Obiettivo a: Riporta i record dall'inizio fino alla riga che contiene "x=113, y=306", inclusa, sostituendo "saucepan handle" con "pan handle" e lasciando invariato tutto il resto.

Estratto della pagina:
Quando esso fu costretto ai margini della lingua dai nuovi nomi introdotti dal latino, come colonu(m) ‘colono, contadino’, agricola(m) ‘agricoltore’ ecc., dovette assumere una coloritura di subalternità rispetto alla nuova lingua dominante, cosa che avviene molto di frequente come ho potuto constatare nei miei studi, e passo’ a designare magari chi, tra i contadini, si trovava in un gradino inferiore di povertà e precarietà attirando su di sé tutti i pregiudizi e le negatività che di solito le classi  superiori riservano agli ultimi, che certamente non possono essere di bell’aspetto, eleganti  o di modi raffinati.  Alla luce di quanto detto bisognerebbe allora rovesciare il ragionamento che si fa a proposito del centurione Cafone(m): questo nome personale latino non può aver dato origine alla voce “cafone” ma semmai essa stessa ha tratto origine dalla rispettiva voce osca per ‘contadino’.

Materiale fornito:
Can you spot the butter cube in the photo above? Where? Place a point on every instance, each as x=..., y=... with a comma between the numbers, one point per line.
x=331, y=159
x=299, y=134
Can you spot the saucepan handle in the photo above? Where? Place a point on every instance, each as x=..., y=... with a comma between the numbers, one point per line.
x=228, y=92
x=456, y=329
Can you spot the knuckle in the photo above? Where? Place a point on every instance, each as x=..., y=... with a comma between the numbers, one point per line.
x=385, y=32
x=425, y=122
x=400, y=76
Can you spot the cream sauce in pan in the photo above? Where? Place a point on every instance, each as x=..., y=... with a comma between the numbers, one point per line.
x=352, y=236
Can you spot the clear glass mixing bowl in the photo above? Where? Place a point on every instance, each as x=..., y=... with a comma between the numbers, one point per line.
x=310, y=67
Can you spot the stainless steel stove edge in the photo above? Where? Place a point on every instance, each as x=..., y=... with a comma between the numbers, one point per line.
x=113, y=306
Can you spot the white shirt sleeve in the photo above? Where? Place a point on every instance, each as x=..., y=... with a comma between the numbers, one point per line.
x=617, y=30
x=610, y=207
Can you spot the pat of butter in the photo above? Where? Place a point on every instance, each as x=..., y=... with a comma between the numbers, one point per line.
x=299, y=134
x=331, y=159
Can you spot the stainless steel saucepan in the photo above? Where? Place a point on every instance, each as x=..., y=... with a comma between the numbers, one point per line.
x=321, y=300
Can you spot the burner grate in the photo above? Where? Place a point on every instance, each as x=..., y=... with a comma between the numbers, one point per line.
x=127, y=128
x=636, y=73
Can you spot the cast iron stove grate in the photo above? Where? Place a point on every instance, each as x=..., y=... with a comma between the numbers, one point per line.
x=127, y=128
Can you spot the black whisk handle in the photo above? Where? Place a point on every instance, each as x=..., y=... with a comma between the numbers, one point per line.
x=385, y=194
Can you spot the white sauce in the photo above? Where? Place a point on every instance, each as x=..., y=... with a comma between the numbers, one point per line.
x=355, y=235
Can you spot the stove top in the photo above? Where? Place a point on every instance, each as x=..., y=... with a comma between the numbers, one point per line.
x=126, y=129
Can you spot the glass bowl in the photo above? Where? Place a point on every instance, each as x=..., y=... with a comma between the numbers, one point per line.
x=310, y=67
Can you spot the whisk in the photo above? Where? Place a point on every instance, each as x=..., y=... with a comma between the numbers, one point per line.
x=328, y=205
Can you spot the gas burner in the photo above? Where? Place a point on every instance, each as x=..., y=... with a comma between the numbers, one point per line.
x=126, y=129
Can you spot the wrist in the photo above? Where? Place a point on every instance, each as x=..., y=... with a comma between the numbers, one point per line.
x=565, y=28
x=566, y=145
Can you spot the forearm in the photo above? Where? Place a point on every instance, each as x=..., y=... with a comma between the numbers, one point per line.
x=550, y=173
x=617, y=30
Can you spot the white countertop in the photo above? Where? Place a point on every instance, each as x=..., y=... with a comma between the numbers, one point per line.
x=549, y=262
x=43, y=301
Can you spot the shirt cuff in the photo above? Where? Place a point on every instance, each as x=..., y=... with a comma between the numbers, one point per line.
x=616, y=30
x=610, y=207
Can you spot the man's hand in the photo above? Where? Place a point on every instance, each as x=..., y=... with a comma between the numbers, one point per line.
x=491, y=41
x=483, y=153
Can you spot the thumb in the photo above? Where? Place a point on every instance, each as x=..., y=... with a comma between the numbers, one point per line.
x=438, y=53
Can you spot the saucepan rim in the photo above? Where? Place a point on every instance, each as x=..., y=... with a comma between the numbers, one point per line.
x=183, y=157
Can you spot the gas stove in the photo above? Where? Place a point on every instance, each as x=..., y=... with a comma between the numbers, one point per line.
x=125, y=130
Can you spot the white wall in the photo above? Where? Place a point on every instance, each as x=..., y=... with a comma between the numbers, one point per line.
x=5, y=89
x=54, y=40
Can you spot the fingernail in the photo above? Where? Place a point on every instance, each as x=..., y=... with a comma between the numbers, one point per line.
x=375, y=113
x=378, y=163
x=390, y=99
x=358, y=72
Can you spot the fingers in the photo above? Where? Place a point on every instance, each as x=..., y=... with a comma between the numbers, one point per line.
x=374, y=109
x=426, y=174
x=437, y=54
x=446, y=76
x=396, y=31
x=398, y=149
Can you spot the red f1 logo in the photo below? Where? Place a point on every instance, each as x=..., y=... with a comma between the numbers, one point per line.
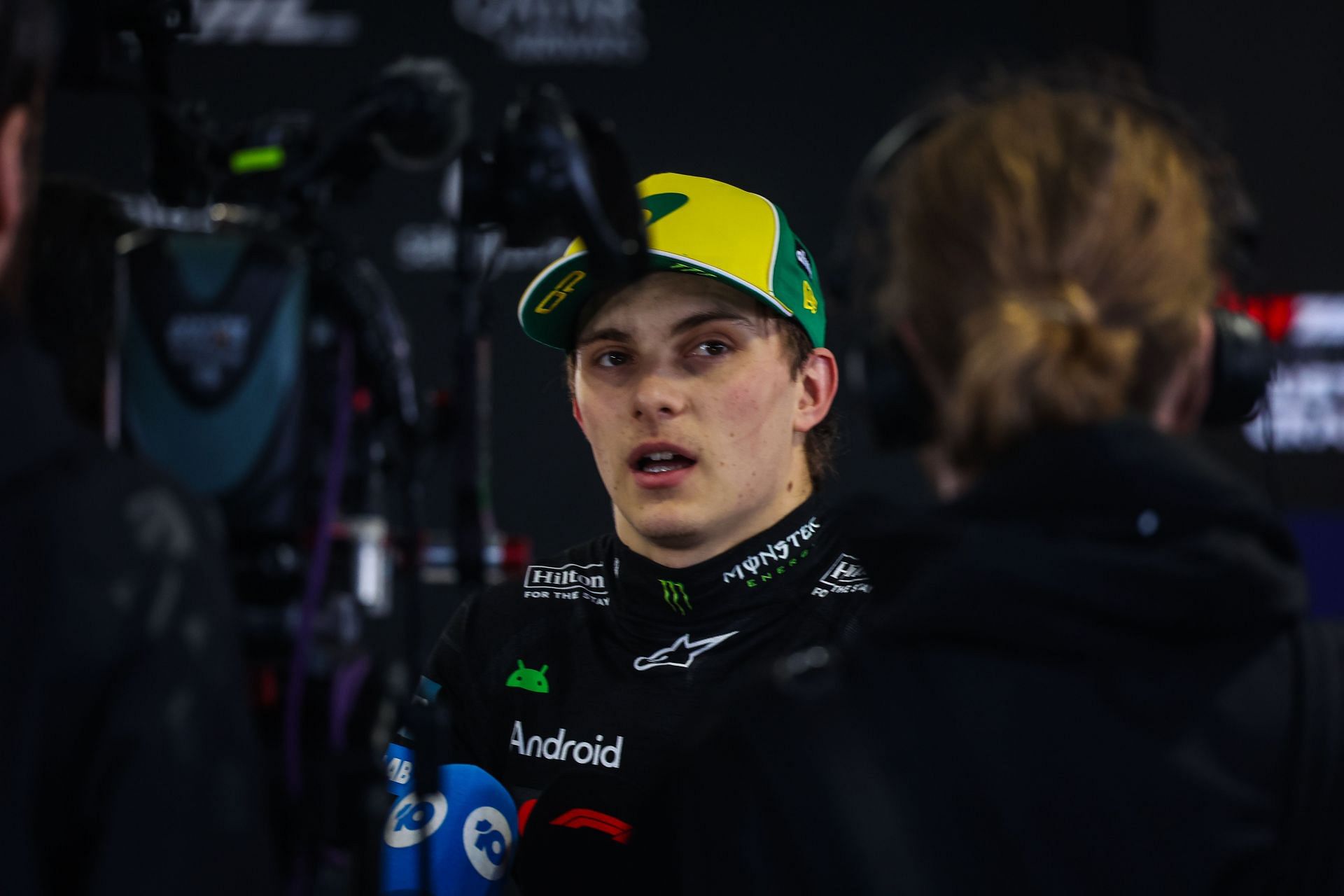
x=610, y=825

Obiettivo b:
Rispondi alle seguenti domande sull'estratto della pagina.
(i) Quali due nomi latini introdotti nella lingua vengono citati nell'estratto?
(ii) Quale nome personale latino, riferito a un centurione, compare nell'estratto?
(iii) Secondo l'estratto, da quale voce avrebbe tratto origine la parola "cafone"?

Risposta corretta a:
Can you spot the butter cube in the photo above? Where? Place a point on every instance, each as x=..., y=... with a comma between the numbers, one point per line.
x=331, y=159
x=299, y=134
Can you spot the pan handle in the photo above? Where? Place a point on every instance, each as x=..., y=... with a comma between the numbers, one point per line.
x=228, y=92
x=456, y=329
Can you spot the knuckle in the photo above? Where? Place a point on every instance, each as x=..., y=... with a comma between the numbers, one point per line.
x=385, y=32
x=425, y=122
x=400, y=76
Can you spot the cream sauce in pan in the photo above? Where? Place a point on every instance, each as x=..., y=... with a comma between the numbers, one point per line.
x=352, y=236
Can you spot the clear glass mixing bowl in the photo above? Where? Place a point on every instance, each as x=..., y=... with a comma between the numbers, one point per line.
x=310, y=67
Can you spot the stainless steel stove edge in the photo above? Where? Place a point on every instance, each as x=..., y=... with a comma between the numbers, one point per line.
x=113, y=306

Risposta corretta b:
(i) Colonu(m) e agricola(m).
(ii) Cafone(m).
(iii) Dalla rispettiva voce osca per "contadino".